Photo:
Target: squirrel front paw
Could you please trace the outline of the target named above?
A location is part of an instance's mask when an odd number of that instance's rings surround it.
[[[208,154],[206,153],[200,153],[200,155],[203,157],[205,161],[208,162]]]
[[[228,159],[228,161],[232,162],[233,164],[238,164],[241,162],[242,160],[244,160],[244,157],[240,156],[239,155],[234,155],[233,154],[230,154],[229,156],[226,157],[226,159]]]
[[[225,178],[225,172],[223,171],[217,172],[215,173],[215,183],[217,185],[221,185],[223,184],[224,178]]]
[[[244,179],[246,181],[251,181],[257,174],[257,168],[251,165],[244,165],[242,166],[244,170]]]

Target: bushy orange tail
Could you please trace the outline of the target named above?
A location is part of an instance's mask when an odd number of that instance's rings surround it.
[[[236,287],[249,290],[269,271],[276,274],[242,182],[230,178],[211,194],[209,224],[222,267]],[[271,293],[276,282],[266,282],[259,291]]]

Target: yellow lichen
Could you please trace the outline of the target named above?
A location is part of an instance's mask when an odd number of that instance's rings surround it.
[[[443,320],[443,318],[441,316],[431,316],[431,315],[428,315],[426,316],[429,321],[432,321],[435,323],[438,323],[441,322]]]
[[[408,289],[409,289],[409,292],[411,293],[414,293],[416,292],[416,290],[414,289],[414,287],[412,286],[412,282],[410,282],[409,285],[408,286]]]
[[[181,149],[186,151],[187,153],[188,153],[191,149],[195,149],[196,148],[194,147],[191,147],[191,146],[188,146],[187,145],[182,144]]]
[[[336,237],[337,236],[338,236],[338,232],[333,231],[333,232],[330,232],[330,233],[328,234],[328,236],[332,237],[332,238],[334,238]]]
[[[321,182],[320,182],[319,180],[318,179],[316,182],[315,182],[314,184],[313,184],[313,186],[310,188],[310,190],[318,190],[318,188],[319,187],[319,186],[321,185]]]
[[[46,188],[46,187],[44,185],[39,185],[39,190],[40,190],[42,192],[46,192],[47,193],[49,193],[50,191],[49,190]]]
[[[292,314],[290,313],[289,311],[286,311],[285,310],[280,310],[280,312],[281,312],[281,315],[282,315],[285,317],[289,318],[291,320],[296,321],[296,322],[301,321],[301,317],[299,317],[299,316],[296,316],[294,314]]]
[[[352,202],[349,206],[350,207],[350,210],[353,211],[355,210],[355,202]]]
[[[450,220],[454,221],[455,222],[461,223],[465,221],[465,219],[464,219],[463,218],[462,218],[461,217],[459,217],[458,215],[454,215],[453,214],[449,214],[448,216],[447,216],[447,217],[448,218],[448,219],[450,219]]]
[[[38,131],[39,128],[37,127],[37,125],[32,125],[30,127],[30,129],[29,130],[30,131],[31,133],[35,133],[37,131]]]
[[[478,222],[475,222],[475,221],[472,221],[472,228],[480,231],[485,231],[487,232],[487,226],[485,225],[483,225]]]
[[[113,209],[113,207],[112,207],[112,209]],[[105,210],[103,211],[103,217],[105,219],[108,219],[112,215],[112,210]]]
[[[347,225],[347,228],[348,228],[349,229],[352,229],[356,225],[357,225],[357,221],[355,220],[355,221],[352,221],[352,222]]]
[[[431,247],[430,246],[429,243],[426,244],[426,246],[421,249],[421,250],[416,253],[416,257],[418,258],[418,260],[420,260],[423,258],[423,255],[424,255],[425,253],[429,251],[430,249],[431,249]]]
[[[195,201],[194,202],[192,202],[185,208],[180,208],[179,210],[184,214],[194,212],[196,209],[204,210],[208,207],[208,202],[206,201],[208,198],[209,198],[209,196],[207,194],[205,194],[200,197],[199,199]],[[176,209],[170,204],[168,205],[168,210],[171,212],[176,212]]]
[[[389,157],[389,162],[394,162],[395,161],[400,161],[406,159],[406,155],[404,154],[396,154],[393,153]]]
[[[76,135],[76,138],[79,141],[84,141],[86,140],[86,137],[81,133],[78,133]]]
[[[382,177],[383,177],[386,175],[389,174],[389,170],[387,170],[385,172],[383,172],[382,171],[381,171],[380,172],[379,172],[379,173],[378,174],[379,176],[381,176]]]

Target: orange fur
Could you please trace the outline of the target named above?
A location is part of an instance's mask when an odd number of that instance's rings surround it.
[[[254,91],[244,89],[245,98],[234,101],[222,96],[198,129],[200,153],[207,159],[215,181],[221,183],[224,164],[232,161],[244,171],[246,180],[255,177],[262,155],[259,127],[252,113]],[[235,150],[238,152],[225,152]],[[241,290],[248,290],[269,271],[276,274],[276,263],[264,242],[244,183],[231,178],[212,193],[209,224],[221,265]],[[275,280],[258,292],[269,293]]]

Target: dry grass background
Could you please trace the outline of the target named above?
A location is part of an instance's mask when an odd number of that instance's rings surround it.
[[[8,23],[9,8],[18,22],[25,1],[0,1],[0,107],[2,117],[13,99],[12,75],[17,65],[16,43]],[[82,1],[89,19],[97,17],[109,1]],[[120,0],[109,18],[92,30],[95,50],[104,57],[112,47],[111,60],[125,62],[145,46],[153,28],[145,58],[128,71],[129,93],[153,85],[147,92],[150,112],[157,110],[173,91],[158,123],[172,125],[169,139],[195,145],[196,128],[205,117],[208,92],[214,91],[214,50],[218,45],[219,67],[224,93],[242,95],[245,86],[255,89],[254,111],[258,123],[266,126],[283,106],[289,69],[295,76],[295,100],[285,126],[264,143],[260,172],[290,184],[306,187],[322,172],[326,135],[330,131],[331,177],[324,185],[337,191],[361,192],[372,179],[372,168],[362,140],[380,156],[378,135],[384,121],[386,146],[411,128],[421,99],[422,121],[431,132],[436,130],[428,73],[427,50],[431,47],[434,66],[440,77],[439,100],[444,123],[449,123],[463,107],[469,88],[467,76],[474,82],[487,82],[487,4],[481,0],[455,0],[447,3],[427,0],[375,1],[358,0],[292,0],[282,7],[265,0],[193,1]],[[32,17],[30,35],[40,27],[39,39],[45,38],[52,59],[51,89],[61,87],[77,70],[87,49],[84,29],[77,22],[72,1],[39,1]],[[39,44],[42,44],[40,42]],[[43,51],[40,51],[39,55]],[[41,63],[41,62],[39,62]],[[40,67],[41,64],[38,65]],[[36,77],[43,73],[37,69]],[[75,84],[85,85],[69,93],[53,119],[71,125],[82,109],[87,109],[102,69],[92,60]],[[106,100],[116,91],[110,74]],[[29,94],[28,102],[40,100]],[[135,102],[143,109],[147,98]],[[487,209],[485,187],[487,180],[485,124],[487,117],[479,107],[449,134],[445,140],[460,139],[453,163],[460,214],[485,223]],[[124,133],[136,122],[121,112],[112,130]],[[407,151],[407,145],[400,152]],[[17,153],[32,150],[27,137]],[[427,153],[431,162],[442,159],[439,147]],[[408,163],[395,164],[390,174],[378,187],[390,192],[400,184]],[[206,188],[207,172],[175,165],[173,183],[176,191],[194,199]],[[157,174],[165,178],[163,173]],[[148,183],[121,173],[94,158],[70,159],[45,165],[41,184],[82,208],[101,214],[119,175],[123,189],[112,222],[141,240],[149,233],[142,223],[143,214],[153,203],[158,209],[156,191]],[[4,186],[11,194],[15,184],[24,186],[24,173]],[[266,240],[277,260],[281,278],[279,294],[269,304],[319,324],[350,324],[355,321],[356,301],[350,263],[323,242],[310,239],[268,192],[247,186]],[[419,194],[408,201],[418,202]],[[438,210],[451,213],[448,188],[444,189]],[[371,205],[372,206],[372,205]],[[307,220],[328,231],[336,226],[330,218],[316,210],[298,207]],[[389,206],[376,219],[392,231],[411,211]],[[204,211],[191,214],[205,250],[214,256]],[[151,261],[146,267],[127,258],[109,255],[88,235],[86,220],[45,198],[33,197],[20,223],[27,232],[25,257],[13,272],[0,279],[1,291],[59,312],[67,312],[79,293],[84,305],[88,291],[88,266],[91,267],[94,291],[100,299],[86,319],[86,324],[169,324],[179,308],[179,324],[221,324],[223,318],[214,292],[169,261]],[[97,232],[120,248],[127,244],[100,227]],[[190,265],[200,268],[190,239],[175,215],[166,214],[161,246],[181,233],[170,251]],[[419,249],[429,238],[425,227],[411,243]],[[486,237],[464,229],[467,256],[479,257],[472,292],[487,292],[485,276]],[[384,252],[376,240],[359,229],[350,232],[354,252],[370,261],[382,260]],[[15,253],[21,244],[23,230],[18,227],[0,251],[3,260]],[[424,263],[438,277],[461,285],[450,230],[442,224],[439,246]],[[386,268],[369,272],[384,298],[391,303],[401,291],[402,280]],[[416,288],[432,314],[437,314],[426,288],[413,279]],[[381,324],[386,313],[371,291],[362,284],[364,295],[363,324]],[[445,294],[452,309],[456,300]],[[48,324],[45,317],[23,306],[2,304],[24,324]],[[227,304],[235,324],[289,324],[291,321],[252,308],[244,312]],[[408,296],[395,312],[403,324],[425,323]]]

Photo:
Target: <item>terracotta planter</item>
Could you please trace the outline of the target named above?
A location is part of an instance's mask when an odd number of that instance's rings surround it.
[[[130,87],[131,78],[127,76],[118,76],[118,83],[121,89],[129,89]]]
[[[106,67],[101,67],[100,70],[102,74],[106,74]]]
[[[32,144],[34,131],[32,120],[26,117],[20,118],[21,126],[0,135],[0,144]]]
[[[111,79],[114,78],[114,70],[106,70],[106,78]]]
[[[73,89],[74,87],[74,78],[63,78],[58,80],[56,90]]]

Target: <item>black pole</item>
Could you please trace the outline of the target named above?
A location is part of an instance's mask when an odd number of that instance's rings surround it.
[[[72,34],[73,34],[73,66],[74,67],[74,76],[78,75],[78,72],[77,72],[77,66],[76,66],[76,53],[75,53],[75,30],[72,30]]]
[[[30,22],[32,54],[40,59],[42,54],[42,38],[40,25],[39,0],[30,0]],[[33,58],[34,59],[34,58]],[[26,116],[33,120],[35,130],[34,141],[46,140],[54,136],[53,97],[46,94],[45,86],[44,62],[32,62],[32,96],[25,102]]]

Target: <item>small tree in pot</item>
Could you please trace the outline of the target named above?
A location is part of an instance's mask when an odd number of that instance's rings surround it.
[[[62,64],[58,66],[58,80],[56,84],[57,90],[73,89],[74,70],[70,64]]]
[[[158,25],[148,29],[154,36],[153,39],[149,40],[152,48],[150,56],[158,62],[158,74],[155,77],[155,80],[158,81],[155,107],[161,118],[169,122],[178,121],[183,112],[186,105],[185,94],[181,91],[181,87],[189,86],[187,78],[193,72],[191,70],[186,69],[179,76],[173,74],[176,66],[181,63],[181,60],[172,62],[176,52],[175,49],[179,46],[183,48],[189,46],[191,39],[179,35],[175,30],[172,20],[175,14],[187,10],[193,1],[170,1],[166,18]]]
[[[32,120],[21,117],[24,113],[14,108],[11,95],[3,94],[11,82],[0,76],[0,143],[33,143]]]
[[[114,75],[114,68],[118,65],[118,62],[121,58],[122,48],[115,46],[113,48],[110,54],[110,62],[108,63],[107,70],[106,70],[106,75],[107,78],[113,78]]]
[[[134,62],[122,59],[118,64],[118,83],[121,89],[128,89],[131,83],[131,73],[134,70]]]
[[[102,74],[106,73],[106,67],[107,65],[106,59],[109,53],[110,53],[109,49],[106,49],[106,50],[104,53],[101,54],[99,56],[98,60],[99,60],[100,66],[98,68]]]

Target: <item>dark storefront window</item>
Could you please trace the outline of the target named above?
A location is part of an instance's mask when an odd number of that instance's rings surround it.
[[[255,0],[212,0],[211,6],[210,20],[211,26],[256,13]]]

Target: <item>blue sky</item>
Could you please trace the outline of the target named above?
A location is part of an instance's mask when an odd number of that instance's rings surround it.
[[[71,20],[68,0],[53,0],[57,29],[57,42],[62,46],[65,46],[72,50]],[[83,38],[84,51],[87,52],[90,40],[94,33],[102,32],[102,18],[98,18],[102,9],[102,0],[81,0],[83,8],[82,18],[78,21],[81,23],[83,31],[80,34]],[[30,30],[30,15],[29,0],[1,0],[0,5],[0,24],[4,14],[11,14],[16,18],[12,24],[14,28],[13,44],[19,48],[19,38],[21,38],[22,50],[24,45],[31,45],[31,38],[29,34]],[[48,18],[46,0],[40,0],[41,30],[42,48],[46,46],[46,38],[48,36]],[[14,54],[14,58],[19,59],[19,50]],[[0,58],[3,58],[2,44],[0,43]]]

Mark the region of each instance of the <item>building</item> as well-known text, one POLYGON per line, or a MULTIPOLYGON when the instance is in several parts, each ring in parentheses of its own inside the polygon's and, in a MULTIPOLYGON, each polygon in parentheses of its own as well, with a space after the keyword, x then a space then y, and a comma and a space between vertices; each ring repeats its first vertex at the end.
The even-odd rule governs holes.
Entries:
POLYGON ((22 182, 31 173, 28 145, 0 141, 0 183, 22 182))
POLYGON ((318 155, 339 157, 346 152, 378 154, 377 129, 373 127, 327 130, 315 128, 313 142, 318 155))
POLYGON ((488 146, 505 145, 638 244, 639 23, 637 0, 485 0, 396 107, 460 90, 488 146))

■ **What you have to do**: Copy out the records above from the line containing "Target: <item>dark storefront window</item>" through the line containing "[[[255,0],[212,0],[211,6],[210,20],[211,26],[256,13]]]", with both of those lines included, keeping every character unchanged.

■ **Result**:
Target: <item>dark storefront window</item>
Could you please trace the outline of the target named above?
A location is part of an instance's mask when an odd number of that instance's rings surround it.
[[[255,0],[212,0],[211,6],[210,20],[211,26],[256,13]]]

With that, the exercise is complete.